##### Exercise input
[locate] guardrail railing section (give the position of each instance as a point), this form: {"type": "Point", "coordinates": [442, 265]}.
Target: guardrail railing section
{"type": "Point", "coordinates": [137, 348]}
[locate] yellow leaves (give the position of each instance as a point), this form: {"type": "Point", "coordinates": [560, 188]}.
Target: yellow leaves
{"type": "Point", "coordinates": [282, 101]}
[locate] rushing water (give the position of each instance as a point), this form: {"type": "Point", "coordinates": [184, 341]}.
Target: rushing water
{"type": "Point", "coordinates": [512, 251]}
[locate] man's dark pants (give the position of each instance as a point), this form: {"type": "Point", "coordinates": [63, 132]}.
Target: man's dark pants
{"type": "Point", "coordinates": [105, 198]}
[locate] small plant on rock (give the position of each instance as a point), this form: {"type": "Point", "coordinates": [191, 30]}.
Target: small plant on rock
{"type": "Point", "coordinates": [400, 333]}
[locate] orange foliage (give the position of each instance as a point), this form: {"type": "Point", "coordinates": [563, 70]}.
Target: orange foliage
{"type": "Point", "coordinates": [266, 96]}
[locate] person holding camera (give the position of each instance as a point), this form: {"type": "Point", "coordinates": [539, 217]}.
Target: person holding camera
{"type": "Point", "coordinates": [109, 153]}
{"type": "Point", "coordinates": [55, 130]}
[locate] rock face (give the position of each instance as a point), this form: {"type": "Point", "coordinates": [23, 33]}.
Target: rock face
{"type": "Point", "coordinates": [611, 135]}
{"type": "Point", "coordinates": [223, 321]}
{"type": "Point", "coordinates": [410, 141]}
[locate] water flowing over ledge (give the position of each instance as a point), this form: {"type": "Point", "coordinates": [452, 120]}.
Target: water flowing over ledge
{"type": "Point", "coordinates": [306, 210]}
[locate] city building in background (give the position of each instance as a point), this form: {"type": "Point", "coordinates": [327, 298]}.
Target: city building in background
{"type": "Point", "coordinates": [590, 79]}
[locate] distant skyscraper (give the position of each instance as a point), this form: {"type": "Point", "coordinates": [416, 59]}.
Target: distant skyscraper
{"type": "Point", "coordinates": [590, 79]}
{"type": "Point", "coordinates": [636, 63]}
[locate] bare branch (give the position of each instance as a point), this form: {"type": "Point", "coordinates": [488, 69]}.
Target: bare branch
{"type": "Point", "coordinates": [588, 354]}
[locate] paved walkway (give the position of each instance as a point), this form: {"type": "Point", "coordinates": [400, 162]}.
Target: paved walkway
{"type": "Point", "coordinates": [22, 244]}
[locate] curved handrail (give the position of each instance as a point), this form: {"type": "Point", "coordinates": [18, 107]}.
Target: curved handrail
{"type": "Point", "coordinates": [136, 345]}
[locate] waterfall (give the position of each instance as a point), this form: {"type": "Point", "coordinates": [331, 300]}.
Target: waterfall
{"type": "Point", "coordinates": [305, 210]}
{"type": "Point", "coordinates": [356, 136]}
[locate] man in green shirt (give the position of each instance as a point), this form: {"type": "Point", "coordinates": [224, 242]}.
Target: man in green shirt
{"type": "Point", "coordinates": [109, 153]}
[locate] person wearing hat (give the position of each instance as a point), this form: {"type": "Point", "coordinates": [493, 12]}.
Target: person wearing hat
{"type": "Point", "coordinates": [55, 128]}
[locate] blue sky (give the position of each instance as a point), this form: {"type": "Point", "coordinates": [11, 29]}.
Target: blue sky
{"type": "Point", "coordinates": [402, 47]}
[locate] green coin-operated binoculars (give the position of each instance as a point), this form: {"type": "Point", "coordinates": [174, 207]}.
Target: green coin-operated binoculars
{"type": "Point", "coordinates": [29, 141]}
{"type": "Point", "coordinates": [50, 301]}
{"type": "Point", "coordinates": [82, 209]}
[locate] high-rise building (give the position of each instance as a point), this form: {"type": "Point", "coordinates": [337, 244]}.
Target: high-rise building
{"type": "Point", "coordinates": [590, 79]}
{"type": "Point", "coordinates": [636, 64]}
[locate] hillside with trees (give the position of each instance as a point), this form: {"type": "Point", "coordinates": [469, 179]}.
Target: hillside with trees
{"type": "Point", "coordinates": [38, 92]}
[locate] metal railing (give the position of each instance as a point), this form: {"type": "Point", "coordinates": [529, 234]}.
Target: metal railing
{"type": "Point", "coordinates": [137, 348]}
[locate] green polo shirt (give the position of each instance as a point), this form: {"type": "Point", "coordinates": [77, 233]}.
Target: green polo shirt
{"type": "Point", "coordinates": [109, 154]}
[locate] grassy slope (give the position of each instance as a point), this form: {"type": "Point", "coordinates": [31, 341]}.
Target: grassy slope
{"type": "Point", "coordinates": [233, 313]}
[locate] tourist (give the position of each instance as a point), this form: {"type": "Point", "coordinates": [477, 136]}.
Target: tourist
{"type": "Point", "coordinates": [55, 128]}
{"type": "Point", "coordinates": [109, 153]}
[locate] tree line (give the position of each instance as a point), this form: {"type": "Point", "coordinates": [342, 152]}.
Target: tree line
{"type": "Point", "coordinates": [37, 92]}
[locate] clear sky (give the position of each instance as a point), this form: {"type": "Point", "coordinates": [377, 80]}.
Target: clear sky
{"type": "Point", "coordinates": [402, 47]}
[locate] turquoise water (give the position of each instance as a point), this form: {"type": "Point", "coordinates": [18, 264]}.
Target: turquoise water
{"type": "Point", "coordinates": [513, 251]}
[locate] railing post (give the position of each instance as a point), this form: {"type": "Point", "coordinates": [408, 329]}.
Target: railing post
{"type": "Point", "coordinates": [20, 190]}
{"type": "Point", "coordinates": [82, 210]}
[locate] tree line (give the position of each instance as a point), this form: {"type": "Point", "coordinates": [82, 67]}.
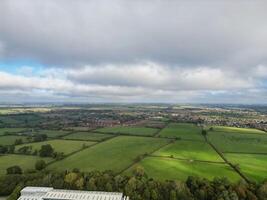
##########
● **What you will do**: Show each line from the rows above that contains the word "rock", copied in full. Case counts.

● **Solution**:
[locate] small plant on rock (give the position of each instance as a point), this form: {"type": "Point", "coordinates": [191, 30]}.
Target: small plant on rock
[locate] rock face (give the position of each instance as a point), this form: {"type": "Point", "coordinates": [23, 33]}.
Target: rock face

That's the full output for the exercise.